◆ DESCRIPTION OF THE TASK
Count the lines in the records below that contain the word "door", with case counting, and give only that number.
## Start PROVIDED INFORMATION
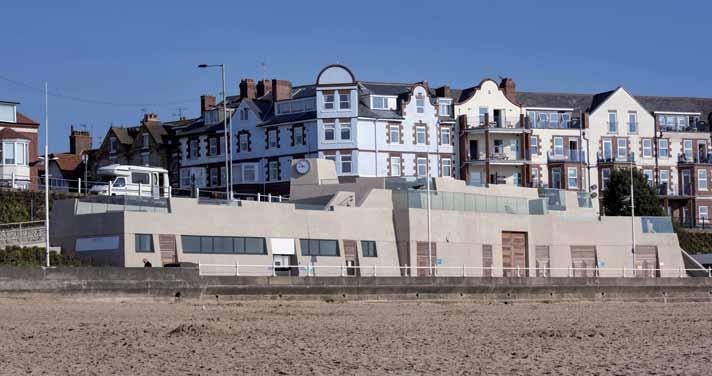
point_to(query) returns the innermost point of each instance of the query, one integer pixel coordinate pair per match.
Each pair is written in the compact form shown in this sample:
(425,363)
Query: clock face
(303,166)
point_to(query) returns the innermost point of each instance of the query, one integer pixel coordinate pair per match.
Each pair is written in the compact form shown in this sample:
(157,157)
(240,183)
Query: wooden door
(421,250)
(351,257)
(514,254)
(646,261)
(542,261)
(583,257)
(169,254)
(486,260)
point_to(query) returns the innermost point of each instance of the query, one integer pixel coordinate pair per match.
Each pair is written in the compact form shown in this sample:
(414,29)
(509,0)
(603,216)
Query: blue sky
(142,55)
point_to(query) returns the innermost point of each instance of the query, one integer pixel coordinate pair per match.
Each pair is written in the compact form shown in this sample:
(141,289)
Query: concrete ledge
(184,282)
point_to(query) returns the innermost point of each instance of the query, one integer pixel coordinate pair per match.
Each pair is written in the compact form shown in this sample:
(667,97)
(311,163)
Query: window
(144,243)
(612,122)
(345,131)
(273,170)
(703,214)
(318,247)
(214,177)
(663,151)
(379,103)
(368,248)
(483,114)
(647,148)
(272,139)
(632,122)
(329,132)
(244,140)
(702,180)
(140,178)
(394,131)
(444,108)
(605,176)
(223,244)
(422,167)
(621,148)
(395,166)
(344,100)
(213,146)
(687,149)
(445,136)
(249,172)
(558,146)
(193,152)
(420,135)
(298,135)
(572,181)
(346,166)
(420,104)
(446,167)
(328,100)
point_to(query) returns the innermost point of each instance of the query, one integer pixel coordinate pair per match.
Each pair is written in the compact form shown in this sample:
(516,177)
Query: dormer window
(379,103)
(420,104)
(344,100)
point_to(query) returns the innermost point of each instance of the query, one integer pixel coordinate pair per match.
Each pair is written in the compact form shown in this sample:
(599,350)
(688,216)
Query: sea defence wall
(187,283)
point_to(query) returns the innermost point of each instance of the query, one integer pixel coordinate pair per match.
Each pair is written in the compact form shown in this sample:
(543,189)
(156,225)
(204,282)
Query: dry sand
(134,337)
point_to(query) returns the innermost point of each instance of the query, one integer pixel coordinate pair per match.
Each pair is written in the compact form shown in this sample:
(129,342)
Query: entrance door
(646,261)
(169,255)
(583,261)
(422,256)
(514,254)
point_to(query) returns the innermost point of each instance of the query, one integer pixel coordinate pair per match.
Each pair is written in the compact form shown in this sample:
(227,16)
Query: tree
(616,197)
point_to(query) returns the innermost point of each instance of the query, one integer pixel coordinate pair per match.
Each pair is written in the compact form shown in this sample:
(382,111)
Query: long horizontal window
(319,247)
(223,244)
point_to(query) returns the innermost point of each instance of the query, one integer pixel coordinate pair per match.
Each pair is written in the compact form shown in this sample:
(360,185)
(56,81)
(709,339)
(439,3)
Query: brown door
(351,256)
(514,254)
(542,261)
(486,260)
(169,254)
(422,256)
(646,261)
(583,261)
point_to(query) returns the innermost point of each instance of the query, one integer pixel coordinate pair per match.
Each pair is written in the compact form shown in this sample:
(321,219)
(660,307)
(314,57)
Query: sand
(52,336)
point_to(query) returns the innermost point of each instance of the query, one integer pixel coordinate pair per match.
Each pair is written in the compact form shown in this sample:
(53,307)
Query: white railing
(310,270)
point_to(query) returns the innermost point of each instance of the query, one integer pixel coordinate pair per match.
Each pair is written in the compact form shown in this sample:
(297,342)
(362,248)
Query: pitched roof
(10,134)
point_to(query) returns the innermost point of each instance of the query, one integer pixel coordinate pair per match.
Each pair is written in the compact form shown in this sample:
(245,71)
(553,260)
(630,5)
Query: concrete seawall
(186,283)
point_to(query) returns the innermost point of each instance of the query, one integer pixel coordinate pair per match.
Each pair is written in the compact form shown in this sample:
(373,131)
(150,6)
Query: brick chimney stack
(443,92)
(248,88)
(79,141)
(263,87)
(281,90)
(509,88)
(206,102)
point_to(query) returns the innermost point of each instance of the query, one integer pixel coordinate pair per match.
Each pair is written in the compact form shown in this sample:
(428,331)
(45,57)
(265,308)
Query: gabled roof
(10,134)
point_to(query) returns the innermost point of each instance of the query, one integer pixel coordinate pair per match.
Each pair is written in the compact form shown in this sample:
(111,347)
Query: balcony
## End PROVIDED INFORMATION
◆ EXERCISE RESPONSE
3